GOAL. List each line in the data below that contains the string "instance".

PROVIDED ENTRIES.

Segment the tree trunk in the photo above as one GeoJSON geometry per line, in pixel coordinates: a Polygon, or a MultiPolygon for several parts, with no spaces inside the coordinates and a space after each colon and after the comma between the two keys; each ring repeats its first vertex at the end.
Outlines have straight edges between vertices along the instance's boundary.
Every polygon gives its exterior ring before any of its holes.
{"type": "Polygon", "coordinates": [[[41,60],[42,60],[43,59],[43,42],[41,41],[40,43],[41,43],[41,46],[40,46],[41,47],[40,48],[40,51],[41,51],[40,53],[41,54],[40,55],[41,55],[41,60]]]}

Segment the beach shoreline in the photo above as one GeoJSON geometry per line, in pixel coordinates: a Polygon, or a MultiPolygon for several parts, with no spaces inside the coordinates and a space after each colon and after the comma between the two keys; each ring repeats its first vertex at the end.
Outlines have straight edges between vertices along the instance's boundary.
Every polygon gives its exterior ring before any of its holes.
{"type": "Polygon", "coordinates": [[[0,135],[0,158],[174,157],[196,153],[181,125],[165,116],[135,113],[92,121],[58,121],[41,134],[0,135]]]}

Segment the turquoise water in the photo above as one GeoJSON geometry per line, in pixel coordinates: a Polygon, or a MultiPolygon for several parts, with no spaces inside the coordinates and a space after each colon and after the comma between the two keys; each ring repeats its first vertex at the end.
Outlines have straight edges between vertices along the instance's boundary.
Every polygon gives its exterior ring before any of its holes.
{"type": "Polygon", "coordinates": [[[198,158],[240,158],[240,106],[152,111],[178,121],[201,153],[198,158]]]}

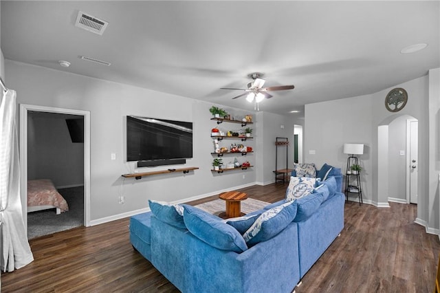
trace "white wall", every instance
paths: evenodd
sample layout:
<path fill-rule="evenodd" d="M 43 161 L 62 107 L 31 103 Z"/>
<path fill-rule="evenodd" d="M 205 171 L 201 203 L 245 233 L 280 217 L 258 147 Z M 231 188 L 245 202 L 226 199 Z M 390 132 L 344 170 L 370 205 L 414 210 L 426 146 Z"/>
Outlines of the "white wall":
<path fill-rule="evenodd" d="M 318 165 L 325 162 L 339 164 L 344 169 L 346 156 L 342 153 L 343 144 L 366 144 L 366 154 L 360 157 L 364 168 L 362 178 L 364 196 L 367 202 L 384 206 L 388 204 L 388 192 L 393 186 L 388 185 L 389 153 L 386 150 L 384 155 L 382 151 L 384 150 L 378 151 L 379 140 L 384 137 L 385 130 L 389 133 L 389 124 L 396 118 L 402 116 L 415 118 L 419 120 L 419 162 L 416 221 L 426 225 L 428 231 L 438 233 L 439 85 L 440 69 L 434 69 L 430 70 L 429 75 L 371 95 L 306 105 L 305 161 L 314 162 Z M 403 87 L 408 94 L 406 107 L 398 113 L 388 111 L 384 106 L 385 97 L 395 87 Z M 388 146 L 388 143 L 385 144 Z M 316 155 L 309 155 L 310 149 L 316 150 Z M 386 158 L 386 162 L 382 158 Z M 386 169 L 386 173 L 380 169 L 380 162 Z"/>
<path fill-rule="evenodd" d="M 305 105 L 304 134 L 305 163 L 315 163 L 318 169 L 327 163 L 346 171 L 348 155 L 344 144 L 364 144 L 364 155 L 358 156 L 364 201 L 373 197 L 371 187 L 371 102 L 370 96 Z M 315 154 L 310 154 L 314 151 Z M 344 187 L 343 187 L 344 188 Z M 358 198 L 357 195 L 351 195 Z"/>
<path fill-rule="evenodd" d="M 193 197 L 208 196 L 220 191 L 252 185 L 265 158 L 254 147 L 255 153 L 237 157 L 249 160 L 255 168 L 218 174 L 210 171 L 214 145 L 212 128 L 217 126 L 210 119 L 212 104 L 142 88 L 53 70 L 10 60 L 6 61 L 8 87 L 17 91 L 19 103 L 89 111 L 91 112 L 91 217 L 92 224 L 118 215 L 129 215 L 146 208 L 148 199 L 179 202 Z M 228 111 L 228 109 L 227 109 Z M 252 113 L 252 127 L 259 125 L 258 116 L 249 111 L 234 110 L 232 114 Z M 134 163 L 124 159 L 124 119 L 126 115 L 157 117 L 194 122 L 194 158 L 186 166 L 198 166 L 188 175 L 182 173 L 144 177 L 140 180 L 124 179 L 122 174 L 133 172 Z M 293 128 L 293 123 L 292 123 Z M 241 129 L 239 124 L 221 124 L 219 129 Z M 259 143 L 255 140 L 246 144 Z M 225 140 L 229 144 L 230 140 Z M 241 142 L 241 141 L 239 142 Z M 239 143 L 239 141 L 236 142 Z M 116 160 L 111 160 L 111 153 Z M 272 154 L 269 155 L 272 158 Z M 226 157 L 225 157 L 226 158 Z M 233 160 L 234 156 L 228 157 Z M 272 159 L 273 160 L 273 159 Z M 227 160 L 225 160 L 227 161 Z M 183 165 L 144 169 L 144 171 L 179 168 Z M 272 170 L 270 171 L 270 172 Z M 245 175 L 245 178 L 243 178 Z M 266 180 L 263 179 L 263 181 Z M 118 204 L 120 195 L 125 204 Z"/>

* * *

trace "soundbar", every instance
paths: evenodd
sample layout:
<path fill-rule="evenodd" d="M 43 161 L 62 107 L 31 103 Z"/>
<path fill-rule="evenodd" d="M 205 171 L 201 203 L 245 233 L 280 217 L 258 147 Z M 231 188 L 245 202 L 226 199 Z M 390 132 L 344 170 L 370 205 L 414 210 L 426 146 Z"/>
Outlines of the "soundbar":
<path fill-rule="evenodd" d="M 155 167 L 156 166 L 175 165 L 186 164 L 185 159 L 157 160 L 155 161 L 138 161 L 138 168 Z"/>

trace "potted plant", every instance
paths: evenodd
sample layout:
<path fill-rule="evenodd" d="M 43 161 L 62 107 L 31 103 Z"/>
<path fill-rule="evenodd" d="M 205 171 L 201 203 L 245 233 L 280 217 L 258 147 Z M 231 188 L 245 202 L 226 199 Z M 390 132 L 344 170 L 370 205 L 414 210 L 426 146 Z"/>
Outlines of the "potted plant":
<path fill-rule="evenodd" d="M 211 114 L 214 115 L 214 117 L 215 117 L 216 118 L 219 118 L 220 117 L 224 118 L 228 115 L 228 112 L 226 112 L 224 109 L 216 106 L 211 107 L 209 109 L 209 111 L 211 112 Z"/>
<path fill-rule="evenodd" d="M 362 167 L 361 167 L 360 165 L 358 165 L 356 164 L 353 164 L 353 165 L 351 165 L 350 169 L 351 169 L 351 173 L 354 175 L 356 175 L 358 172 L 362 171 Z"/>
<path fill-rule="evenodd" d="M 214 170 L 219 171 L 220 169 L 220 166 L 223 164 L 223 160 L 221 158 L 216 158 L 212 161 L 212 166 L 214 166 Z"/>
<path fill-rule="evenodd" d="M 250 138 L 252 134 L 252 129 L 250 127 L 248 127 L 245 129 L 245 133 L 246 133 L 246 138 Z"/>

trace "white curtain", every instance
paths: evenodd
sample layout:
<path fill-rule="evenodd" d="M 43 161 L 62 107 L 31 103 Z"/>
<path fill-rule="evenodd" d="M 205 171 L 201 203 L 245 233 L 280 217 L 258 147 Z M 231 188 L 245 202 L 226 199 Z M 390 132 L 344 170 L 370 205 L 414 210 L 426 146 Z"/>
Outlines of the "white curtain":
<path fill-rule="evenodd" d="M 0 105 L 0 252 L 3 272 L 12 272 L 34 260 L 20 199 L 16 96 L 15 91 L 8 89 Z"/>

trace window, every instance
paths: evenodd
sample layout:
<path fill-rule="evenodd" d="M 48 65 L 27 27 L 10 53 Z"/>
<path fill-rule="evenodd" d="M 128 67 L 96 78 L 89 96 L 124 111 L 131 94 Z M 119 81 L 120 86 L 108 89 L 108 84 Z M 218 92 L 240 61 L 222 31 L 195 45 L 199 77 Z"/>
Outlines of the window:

TASK OUTPUT.
Outlines have straight edges between vertices along the instance's boundary.
Outlines have straight edges between vertices along the instance's boundary.
Outlines have straight edges between vertices along the instance's boundary.
trace "white wall", every instance
trace "soundbar", every instance
trace "potted plant", every instance
trace "white curtain", every instance
trace window, every instance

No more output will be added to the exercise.